#### DESCRIPCIÓN DEL PROBLEMA:
Presenta como lista numerada las líneas de los datos que comienzan en la que contiene "TARGET = green foliage" y llegan hasta el final, incluidas esa línea y la última. Omite las líneas en blanco.

#### DATOS PARA PROCESAR:

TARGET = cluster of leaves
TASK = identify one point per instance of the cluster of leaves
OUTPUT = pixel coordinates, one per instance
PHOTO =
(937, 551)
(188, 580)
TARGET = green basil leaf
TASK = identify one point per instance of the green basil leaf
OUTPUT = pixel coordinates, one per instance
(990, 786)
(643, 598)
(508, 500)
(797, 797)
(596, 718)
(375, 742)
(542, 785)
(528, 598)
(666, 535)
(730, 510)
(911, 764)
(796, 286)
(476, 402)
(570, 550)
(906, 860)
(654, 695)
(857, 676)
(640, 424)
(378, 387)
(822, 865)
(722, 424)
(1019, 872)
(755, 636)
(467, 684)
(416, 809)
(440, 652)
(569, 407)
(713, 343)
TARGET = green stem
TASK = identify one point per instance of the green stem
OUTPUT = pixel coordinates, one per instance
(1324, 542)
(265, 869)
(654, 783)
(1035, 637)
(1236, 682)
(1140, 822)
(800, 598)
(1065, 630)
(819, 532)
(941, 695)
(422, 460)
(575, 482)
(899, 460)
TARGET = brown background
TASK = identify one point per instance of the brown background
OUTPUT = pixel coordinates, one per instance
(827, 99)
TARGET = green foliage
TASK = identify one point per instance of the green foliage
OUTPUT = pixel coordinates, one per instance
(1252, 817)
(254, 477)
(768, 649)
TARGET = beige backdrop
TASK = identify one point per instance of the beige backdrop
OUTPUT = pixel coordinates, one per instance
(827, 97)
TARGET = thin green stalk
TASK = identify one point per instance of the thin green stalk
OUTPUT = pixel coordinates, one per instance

#### SOLUCIÓN DEL EJERCICIO:
1. TARGET = green foliage
2. TASK = identify one point per instance of the green foliage
3. OUTPUT = pixel coordinates, one per instance
4. (1252, 817)
5. (254, 477)
6. (768, 649)
7. TARGET = beige backdrop
8. TASK = identify one point per instance of the beige backdrop
9. OUTPUT = pixel coordinates, one per instance
10. (827, 97)
11. TARGET = thin green stalk
12. TASK = identify one point per instance of the thin green stalk
13. OUTPUT = pixel coordinates, one per instance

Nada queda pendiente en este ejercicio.